* [What the task requires]: Repeat each line of the material below exactly.

* [Data]:

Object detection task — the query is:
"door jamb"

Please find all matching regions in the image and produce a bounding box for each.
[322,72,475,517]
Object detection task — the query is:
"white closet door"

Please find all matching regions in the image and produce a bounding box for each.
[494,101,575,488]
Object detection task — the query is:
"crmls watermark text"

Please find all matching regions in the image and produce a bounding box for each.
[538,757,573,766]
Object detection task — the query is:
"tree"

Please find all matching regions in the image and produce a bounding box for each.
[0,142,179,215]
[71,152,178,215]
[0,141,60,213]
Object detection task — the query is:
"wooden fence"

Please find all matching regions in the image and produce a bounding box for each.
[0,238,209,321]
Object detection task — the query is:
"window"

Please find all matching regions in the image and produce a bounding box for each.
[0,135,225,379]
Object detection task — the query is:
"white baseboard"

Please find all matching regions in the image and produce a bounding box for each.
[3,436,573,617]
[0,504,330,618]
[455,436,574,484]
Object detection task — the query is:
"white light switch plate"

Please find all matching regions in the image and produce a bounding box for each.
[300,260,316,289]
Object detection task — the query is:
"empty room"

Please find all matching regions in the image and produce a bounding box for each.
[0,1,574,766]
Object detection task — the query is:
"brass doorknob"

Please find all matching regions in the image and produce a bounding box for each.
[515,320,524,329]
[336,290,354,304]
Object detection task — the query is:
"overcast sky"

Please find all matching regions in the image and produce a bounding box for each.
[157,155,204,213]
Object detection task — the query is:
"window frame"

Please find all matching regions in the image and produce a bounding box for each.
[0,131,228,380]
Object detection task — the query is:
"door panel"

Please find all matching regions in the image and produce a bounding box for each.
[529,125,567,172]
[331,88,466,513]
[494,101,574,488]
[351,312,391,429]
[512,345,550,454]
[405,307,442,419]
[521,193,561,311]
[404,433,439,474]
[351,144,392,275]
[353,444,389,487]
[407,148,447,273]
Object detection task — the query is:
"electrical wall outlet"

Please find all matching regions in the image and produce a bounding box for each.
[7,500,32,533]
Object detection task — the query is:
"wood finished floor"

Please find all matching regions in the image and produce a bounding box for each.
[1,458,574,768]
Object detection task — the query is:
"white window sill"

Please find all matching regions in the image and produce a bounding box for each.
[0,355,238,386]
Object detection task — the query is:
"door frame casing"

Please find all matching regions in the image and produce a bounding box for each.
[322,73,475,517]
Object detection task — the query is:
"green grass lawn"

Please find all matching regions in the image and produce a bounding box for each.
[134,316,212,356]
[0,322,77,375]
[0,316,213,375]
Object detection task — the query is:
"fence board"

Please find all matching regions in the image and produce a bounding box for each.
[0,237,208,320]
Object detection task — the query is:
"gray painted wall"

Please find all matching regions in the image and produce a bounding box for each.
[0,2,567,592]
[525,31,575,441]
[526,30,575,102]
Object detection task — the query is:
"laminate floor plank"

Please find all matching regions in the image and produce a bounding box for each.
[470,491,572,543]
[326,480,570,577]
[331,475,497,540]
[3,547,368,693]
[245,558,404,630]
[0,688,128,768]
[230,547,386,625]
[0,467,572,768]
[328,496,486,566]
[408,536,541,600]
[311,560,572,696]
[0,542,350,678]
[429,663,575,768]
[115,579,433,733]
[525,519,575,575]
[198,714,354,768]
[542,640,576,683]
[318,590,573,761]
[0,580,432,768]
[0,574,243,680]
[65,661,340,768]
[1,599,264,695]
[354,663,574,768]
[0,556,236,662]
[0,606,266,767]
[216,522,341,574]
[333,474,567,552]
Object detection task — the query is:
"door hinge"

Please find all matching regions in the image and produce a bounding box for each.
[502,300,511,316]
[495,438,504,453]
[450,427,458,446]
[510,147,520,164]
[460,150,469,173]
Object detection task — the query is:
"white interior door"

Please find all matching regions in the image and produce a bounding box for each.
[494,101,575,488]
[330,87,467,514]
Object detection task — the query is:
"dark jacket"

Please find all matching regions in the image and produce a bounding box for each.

* [Answer space]:
Object detection task — the query is:
"door jamb"

Please find all matching regions in the image and produce a bounding box for each.
[322,72,475,517]
Object detection task — the query is:
"white closet door"

Please find all matching regions in the image and produce a bounding box for each.
[494,101,575,488]
Object detection task — the query is:
"crmls watermark text"

Please find all matching regions in the image and produce a bounding box for each.
[538,757,573,766]
Object detection task — the query is:
"tree"

Please find all matching regions in the image and produce a bounding box for each.
[0,142,179,215]
[71,152,178,215]
[0,141,60,213]
Object detection task — the query is:
"wooden fence"

Please find all matching regions in the image and produce a bounding box for each.
[0,238,209,321]
Object detection task — the query is:
"window"

Please find all matching regions in the image and produce a bounding box for each.
[0,135,225,379]
Object detection task — the query is:
"white baseboard"

Please find all matching regions in the image and produce a bounding box for each.
[3,436,573,617]
[0,504,330,618]
[455,436,574,484]
Object detection task — the query is:
"white light switch plate"

Please find all matching regions in the image and produce a bounding box for each.
[300,260,316,289]
Object detection task — the query is:
"empty room"

Please find all matching regions in the image and produce a bounding box for each.
[0,1,574,766]
Object detection task — the query is:
"brass doorknob"

Please find all matching regions in the image and produce a bounding box for each.
[515,320,524,329]
[336,290,354,304]
Object detection task — the query is:
"overcast sky"

Please find all matching regions in the image and produce a bounding box for each.
[157,155,204,213]
Object detection task — the query is:
"window frame"

Please find all matching regions in the image and produce a bounding box for each.
[0,131,228,380]
Object detection task — the query is:
"door panel"

Please find all matching regions in the image and produce a bounding box for each.
[529,125,567,172]
[331,88,466,513]
[494,101,574,488]
[351,312,391,429]
[512,345,550,454]
[405,307,442,419]
[521,193,561,311]
[404,433,439,474]
[351,144,392,275]
[353,444,389,487]
[407,148,447,273]
Object detection task — the query is:
"electrical wall outlet"

Please find all matching regions in the image and produce a bounding box for each.
[7,500,32,533]
Object detection task — the query is:
"wood finished floor"

Please find all matching regions in the image and produce a bounding box for each.
[1,458,574,768]
Object detection task — the query is:
"white window sill"

Please find all matching regions in the image and produce a bounding box for each.
[0,355,238,386]
Object detection task — the query is:
"door frame casing"

Please find all matching regions in the image and produce a bounding box for each.
[322,73,475,517]
Object detection task — the query is:
"green grass lawn"

Please find all matching regions in the image and produce a bounding box for each.
[134,316,212,356]
[0,322,77,375]
[0,316,213,375]
Object detection task — the query is:
"fence board"

Please find all matching regions in the image and produce a bounding box for each.
[0,237,208,320]
Object detection task — the query is:
"gray painted wall"

Please find all matching regions in the image and produce a bounding box for each.
[0,2,567,592]
[525,31,575,441]
[526,30,575,102]
Object detection task — the query is:
"laminate floor plank"

Please find all matching regions in the image and produce a bounding box for each.
[470,491,572,543]
[326,480,570,577]
[331,475,497,540]
[3,547,368,693]
[245,558,404,630]
[0,688,128,768]
[230,547,386,625]
[0,467,572,768]
[328,496,486,566]
[408,536,541,600]
[311,560,572,696]
[0,542,350,678]
[429,663,575,768]
[115,579,433,733]
[525,519,575,575]
[198,714,354,768]
[542,640,576,683]
[318,590,573,761]
[0,580,432,768]
[0,574,243,680]
[65,661,340,768]
[1,599,264,695]
[354,663,574,768]
[0,556,236,662]
[0,606,266,767]
[216,522,341,574]
[333,474,567,552]
Object detection task — the query is:
"door hinge"

Please find all matching regions in the image and produce a bounding box for each.
[502,300,511,316]
[495,438,504,453]
[450,427,458,446]
[510,147,520,164]
[460,150,469,173]
Object detection task — the query is:
"white interior door"

Please find all matching regions in the image and produce a bounding box for each.
[494,101,575,488]
[330,87,467,514]
Object detection task — the query is:
"dark jacket"

Please find all matching regions in the image and produce a bounding box for each.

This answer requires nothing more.